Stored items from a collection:
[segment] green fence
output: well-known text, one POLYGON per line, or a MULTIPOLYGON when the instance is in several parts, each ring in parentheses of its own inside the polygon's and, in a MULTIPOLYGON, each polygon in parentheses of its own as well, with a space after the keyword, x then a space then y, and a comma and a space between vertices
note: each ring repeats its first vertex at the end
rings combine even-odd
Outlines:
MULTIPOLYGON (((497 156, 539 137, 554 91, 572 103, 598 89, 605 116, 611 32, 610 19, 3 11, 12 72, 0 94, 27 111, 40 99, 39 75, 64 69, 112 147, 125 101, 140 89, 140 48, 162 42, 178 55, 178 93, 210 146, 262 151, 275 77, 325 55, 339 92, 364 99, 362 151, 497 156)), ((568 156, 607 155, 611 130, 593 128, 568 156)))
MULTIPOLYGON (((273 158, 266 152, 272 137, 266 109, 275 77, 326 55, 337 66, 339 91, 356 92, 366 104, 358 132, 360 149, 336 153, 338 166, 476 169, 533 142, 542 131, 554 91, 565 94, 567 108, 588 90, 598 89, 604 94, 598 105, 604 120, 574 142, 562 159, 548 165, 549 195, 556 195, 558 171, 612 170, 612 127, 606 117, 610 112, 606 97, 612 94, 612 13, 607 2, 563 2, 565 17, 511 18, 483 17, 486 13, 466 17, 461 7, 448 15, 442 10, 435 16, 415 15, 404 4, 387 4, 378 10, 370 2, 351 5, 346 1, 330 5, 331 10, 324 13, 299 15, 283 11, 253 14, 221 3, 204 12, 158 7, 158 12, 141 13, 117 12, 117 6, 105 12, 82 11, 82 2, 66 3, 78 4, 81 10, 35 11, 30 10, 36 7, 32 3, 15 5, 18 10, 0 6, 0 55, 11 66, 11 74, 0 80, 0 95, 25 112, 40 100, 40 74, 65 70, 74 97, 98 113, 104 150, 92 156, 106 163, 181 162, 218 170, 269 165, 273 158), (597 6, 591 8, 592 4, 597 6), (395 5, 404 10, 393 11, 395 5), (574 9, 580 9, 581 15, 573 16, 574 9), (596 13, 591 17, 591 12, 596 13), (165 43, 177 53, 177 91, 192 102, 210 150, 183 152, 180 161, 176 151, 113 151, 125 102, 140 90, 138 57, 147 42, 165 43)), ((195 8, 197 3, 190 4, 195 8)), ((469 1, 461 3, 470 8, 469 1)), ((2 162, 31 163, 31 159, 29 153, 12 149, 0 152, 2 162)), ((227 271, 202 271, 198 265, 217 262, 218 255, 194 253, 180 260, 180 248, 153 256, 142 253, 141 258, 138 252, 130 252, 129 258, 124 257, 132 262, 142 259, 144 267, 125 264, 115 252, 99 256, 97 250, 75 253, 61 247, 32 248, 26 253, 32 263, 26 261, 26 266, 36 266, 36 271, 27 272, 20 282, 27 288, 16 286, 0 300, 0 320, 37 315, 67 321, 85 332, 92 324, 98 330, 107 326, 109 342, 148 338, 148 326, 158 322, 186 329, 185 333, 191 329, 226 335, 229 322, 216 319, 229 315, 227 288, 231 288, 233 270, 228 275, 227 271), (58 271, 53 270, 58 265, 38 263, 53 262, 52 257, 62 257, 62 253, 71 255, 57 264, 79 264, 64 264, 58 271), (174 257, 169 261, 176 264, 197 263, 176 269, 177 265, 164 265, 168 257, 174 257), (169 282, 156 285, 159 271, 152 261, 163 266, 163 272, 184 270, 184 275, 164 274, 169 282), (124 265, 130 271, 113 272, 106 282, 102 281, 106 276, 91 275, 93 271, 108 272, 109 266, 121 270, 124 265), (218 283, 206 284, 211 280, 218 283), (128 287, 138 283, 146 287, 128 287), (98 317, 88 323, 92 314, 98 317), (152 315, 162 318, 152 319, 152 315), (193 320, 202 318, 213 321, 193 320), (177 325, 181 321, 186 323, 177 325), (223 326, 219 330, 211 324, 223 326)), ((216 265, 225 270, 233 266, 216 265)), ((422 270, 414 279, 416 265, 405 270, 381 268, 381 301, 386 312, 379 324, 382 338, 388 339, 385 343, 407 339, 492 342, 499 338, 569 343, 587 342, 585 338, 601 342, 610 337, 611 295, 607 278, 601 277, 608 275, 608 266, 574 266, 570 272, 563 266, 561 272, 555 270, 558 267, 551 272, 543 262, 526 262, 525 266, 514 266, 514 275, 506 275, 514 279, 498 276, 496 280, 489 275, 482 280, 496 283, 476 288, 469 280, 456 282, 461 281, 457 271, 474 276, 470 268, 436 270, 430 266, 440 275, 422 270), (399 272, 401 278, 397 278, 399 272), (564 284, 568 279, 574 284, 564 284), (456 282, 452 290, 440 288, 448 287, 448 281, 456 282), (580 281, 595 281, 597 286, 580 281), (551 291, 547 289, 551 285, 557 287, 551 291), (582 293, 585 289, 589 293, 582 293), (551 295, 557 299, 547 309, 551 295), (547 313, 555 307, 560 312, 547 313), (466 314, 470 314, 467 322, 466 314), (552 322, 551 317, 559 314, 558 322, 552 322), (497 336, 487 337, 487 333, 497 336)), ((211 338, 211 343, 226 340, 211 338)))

## Short task
Retype every line of the entries above without altering any character.

## Task result
[segment] green fence
output: well-known text, one POLYGON per line, or a MULTIPOLYGON when the instance is in several parts, each ring in parentheses of its own inside the polygon's and, in a MULTIPOLYGON, each polygon in parentheses of its own as well, with a space after the keyword, x then a space then y, and a comma and a space between vertices
note: each ring repeats its first vertex at the end
rings combine even-odd
Outlines:
MULTIPOLYGON (((497 156, 539 137, 554 91, 572 103, 598 89, 605 116, 611 32, 610 19, 3 11, 12 72, 0 94, 27 111, 40 99, 39 75, 64 69, 112 147, 125 101, 140 89, 140 48, 162 42, 178 55, 178 93, 210 146, 262 151, 275 77, 325 55, 339 92, 364 99, 362 151, 497 156)), ((568 156, 607 155, 611 130, 593 128, 568 156)))
MULTIPOLYGON (((273 158, 266 152, 272 137, 266 109, 275 77, 326 55, 337 66, 339 91, 356 92, 366 104, 358 132, 360 149, 336 153, 338 166, 476 169, 533 142, 542 131, 554 91, 565 94, 567 108, 588 90, 598 89, 604 94, 598 105, 604 120, 574 142, 562 159, 548 165, 549 195, 556 195, 558 171, 612 170, 612 127, 606 117, 610 112, 606 97, 612 94, 612 13, 607 2, 563 2, 565 17, 511 18, 483 17, 486 13, 466 17, 461 7, 448 15, 442 10, 435 16, 415 15, 404 4, 387 4, 378 10, 370 2, 351 5, 346 1, 330 5, 331 10, 324 13, 299 15, 283 11, 253 14, 221 3, 204 12, 158 7, 158 12, 141 13, 117 12, 117 6, 105 12, 82 11, 82 2, 66 3, 78 4, 81 10, 35 11, 30 10, 36 7, 32 3, 15 5, 18 10, 0 6, 0 55, 11 66, 11 74, 0 80, 0 95, 25 112, 40 100, 40 74, 65 70, 74 97, 98 113, 104 150, 92 156, 106 163, 181 162, 218 170, 269 165, 273 158), (597 6, 591 8, 592 4, 597 6), (395 5, 404 10, 393 11, 395 5), (574 9, 580 9, 581 15, 573 16, 574 9), (596 13, 591 17, 591 12, 596 13), (165 43, 177 53, 177 91, 192 102, 210 150, 183 152, 180 161, 176 151, 113 151, 125 102, 140 90, 138 57, 147 42, 165 43)), ((195 8, 197 3, 190 4, 195 8)), ((469 1, 461 3, 470 8, 469 1)), ((2 162, 31 163, 31 159, 29 153, 12 149, 0 152, 2 162)), ((227 271, 202 271, 198 265, 217 262, 218 255, 194 253, 180 260, 180 248, 153 256, 142 253, 141 258, 138 252, 130 252, 129 258, 124 257, 132 262, 142 259, 144 267, 125 264, 115 252, 99 256, 97 250, 75 253, 61 247, 32 248, 26 253, 32 263, 26 261, 26 266, 36 266, 36 271, 27 272, 20 282, 27 288, 16 286, 0 300, 0 320, 37 315, 67 321, 85 332, 92 324, 98 330, 107 326, 109 342, 148 338, 148 326, 158 322, 186 329, 185 333, 191 329, 226 335, 229 322, 216 319, 229 315, 227 288, 231 288, 233 270, 228 275, 227 271), (58 271, 53 270, 58 265, 38 263, 53 262, 52 257, 62 257, 62 253, 71 255, 57 264, 79 264, 64 264, 58 271), (174 257, 169 261, 176 264, 197 263, 176 269, 177 265, 164 265, 168 257, 174 257), (169 282, 156 285, 159 271, 152 261, 163 266, 163 272, 184 270, 184 275, 164 274, 169 282), (124 265, 130 271, 113 272, 106 282, 102 281, 106 276, 91 275, 93 271, 108 272, 109 266, 121 270, 124 265), (218 283, 206 284, 211 280, 218 283), (128 287, 138 283, 146 287, 128 287), (98 317, 88 323, 92 314, 98 317), (152 315, 162 318, 152 319, 152 315), (193 320, 202 318, 213 321, 193 320), (177 325, 181 321, 186 323, 177 325), (223 326, 219 330, 211 324, 223 326)), ((216 265, 225 270, 233 266, 216 265)), ((422 270, 414 279, 416 265, 405 270, 381 268, 381 301, 386 312, 379 324, 382 338, 388 339, 385 343, 407 339, 492 342, 499 338, 569 343, 587 342, 585 338, 601 342, 610 337, 611 295, 607 278, 601 277, 608 275, 608 266, 574 266, 570 272, 563 266, 561 272, 555 270, 558 267, 551 272, 543 262, 526 262, 525 266, 514 266, 514 275, 506 275, 514 279, 498 276, 496 280, 489 275, 482 280, 496 283, 476 288, 469 280, 456 282, 461 281, 457 271, 474 276, 470 268, 436 270, 430 266, 440 275, 422 270), (399 272, 401 278, 397 278, 399 272), (564 284, 568 279, 574 284, 564 284), (456 282, 452 290, 440 288, 448 287, 448 281, 456 282), (580 281, 595 281, 597 286, 580 281), (551 291, 547 289, 551 285, 557 287, 551 291), (582 293, 585 289, 589 293, 582 293), (551 295, 557 299, 547 309, 551 295), (547 313, 555 307, 560 312, 547 313), (466 314, 470 314, 467 322, 466 314), (552 322, 551 317, 559 314, 558 322, 552 322), (497 336, 487 337, 487 333, 497 336)), ((211 338, 211 343, 226 340, 211 338)))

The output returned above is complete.